Text passage —
################

- Directed by: K. I. Seikh
- Produced by: M. Kartik
- Starring: Mohan Joshi Harish Patel Jack Gaud Poonam Dasgupta Kiran Kumar
- Music by: Isfaq
- Production company: Heena Films
- Release date: 1 January 1998;
- Running time: 118 min
- Language: Hindi

= Purani Kabar =

Purani Kabar is a Hindi horror film of Bollywood directed by K.I. Seikh and produced by M. Kartik. This movie was released in 1998 under the banner of Heena Films.

==Plot==
Four friends of different religions buy lottery ticket for each. The seller sells the last ticket to their fifth friend and after the lucky draw the fifth friend wins the money. The other four claim that they should have an equal share in that prize. The winning friend refuses to give share, they kill him and steal the ticket money. When the wife of the deceased friend charges them they also drive her away. Years later deceased son grows up and become a police officer and knows about the murder of his father.

################

(Coordinate labeling data)
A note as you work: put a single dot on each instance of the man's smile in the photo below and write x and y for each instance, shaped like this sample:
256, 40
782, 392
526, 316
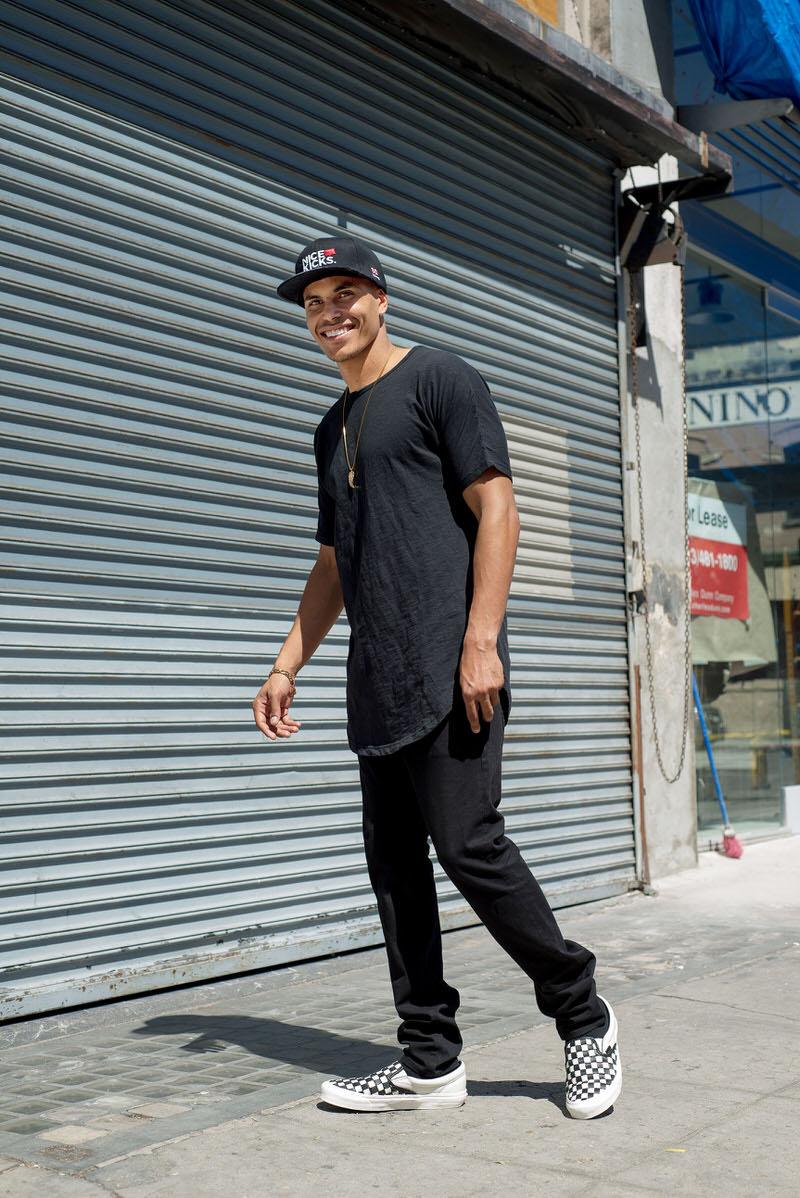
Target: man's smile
334, 334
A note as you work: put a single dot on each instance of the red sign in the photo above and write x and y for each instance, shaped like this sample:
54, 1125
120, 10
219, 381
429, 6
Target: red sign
717, 552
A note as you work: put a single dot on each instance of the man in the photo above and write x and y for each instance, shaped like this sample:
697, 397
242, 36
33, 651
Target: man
418, 532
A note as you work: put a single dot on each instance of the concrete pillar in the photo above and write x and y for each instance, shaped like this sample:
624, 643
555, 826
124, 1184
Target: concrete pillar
667, 817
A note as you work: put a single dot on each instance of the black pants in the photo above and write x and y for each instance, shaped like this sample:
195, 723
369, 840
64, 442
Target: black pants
447, 786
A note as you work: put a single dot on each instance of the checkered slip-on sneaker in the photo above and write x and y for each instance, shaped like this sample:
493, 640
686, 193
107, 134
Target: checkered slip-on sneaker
594, 1072
393, 1089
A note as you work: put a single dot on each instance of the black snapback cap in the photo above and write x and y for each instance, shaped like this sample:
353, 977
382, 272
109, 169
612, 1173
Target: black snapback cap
332, 255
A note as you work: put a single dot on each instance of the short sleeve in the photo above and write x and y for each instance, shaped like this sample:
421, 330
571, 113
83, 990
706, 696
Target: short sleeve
326, 503
472, 437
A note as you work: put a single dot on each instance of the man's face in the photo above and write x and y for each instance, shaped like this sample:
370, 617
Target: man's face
344, 314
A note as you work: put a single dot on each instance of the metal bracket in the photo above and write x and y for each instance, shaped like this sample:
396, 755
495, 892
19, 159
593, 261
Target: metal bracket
646, 237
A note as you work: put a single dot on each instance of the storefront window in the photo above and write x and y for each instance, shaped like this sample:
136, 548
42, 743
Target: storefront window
743, 391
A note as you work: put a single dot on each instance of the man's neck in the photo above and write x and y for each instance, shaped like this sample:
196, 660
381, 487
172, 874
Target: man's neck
364, 369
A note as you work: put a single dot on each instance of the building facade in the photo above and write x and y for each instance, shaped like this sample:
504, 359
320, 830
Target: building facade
164, 163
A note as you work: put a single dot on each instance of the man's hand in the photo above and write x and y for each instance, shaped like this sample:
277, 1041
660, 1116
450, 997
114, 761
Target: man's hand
482, 678
271, 708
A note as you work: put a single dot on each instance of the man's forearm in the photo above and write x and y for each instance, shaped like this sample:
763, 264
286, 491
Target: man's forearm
492, 568
317, 612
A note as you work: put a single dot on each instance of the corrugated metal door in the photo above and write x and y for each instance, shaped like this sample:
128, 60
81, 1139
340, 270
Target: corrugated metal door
164, 164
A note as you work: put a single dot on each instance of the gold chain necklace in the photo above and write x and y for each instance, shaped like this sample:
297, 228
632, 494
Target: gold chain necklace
351, 466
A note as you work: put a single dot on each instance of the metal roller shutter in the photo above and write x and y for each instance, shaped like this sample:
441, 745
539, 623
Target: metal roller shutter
163, 164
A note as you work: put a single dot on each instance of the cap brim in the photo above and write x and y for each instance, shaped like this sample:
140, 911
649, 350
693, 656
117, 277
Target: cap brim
292, 289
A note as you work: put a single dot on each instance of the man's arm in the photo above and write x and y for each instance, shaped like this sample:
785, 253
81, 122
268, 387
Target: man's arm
491, 501
317, 612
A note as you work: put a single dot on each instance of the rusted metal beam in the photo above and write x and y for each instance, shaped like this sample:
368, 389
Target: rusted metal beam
489, 47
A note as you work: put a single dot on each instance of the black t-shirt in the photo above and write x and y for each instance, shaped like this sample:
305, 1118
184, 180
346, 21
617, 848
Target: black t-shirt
404, 539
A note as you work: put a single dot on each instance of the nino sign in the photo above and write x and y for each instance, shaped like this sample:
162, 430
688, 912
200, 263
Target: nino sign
717, 552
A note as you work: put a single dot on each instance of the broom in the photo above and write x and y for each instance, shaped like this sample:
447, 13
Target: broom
731, 842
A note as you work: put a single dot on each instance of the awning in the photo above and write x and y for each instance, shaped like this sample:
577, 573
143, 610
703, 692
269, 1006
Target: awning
751, 46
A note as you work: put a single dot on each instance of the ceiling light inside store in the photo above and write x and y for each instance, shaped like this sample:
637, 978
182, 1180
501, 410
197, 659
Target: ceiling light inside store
710, 312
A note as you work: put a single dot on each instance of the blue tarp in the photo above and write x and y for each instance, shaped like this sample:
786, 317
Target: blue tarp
751, 46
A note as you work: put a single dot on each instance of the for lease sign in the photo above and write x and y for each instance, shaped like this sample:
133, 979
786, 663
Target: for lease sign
717, 551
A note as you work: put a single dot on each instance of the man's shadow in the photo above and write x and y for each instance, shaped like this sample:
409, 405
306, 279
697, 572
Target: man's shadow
309, 1048
315, 1051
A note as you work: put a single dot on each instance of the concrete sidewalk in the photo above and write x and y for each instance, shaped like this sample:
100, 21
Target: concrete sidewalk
212, 1090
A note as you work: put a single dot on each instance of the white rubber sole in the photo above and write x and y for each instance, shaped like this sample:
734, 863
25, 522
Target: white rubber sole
589, 1108
425, 1094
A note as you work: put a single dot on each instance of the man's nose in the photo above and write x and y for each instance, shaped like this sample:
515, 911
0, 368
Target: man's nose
332, 309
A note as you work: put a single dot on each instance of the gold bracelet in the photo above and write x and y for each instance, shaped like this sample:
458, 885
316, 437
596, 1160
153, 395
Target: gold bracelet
286, 675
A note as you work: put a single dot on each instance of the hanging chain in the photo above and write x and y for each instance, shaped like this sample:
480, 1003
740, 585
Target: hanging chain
648, 645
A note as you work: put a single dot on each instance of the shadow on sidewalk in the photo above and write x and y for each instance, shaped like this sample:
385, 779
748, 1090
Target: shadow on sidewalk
310, 1048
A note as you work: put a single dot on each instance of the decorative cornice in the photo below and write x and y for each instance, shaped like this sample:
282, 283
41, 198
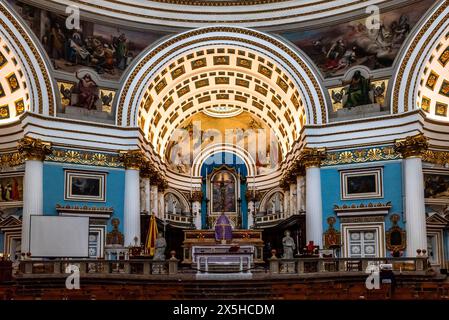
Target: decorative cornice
93, 211
363, 207
436, 157
412, 146
312, 157
133, 159
196, 196
34, 149
85, 158
361, 155
12, 159
147, 170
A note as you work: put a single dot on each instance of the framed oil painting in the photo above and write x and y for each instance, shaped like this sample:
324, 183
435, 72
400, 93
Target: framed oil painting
85, 186
361, 184
11, 189
436, 186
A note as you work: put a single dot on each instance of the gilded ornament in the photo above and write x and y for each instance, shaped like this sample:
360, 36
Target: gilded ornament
412, 146
312, 157
34, 149
133, 159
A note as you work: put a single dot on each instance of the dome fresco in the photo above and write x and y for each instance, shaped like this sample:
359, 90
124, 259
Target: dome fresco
14, 96
433, 94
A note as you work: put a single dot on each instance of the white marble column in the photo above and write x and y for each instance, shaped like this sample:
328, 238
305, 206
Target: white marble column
286, 203
300, 193
415, 217
154, 200
197, 214
250, 214
33, 196
132, 160
161, 205
34, 152
293, 200
314, 206
147, 192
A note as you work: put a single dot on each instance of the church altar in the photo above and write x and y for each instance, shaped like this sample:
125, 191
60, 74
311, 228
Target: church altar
203, 243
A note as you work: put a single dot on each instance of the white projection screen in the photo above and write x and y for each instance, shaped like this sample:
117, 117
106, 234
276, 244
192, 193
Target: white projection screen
55, 236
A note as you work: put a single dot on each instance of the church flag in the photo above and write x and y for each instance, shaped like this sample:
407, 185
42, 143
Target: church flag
151, 237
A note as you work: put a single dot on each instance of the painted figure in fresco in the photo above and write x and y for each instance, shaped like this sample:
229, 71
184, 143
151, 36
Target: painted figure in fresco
88, 92
289, 245
121, 50
160, 246
223, 229
57, 40
357, 91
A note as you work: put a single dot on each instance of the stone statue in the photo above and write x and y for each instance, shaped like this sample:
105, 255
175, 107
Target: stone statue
289, 245
143, 196
273, 205
160, 246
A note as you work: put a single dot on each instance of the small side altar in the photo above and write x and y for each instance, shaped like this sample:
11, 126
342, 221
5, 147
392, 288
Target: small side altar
200, 242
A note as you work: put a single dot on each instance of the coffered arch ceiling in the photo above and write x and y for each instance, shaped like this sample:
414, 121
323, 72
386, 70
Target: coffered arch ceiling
222, 71
433, 90
421, 75
25, 82
192, 13
14, 93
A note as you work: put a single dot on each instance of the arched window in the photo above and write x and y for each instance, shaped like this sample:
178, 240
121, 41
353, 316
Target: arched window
224, 192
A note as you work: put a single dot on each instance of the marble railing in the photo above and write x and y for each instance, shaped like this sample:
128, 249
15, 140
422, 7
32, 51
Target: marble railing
318, 265
100, 267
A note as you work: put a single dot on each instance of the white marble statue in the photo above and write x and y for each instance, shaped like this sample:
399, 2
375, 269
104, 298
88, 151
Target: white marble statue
160, 246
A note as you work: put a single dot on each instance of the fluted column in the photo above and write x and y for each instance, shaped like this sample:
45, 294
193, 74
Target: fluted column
412, 149
286, 202
311, 158
196, 197
34, 152
145, 174
132, 160
293, 200
300, 192
154, 200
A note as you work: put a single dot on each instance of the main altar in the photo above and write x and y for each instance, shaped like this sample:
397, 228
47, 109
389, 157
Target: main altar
204, 243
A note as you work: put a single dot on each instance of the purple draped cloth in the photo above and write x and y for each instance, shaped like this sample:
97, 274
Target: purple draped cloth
223, 229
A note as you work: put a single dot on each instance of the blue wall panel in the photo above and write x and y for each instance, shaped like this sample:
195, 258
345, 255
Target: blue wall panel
392, 191
54, 189
232, 161
1, 241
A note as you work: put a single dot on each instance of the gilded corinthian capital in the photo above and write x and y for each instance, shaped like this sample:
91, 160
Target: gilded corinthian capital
133, 159
312, 157
412, 146
34, 149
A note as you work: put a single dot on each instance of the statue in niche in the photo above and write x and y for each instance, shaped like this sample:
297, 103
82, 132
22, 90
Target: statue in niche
174, 204
115, 237
357, 91
160, 246
143, 196
302, 195
289, 245
88, 92
273, 205
293, 202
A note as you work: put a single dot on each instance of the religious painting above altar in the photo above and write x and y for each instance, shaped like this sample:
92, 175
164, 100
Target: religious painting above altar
105, 49
337, 48
202, 131
224, 191
11, 189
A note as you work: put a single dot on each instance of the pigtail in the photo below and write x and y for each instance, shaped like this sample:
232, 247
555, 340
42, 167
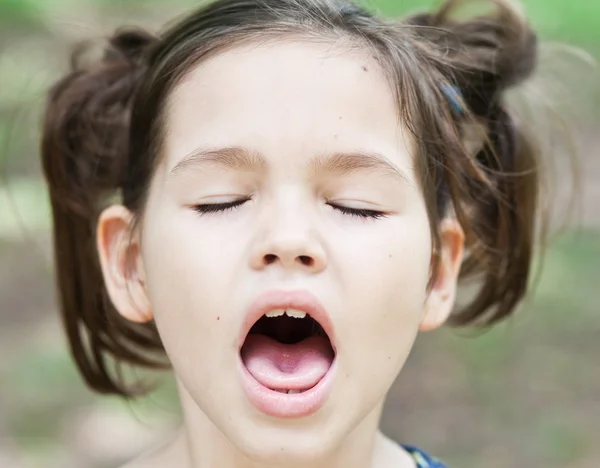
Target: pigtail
493, 190
84, 155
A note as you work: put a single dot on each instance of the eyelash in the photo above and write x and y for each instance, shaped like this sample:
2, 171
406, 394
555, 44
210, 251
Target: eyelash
223, 207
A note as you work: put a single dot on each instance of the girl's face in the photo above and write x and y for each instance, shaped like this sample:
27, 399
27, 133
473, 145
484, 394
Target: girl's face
301, 146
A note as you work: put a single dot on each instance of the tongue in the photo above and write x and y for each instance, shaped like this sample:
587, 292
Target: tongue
280, 366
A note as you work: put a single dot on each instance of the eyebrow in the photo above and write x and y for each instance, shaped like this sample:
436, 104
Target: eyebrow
339, 163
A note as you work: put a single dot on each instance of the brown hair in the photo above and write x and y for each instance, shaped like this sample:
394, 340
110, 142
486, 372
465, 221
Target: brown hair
104, 122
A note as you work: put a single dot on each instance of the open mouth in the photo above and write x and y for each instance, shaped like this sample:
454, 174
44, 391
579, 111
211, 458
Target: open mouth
287, 351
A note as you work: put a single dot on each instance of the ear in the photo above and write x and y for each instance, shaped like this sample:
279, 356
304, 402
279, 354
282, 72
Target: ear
442, 295
121, 262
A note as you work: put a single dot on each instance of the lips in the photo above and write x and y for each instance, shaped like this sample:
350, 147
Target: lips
287, 354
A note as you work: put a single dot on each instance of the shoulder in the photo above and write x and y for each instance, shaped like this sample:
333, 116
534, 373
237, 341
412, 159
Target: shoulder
422, 459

################

Stated task — Could you copy out the entire Purani Kabar article from above, word for word and with nothing changed?

Response below —
- Directed by: K. I. Seikh
- Produced by: M. Kartik
- Starring: Mohan Joshi Harish Patel Jack Gaud Poonam Dasgupta Kiran Kumar
- Music by: Isfaq
- Production company: Heena Films
- Release date: 1 January 1998;
- Running time: 118 min
- Language: Hindi

= Purani Kabar =

Purani Kabar is a Hindi horror film of Bollywood directed by K.I. Seikh and produced by M. Kartik. This movie was released in 1998 under the banner of Heena Films.

==Plot==
Four friends of different religions buy lottery ticket for each. The seller sells the last ticket to their fifth friend and after the lucky draw the fifth friend wins the money. The other four claim that they should have an equal share in that prize. The winning friend refuses to give share, they kill him and steal the ticket money. When the wife of the deceased friend charges them they also drive her away. Years later deceased son grows up and become a police officer and knows about the murder of his father.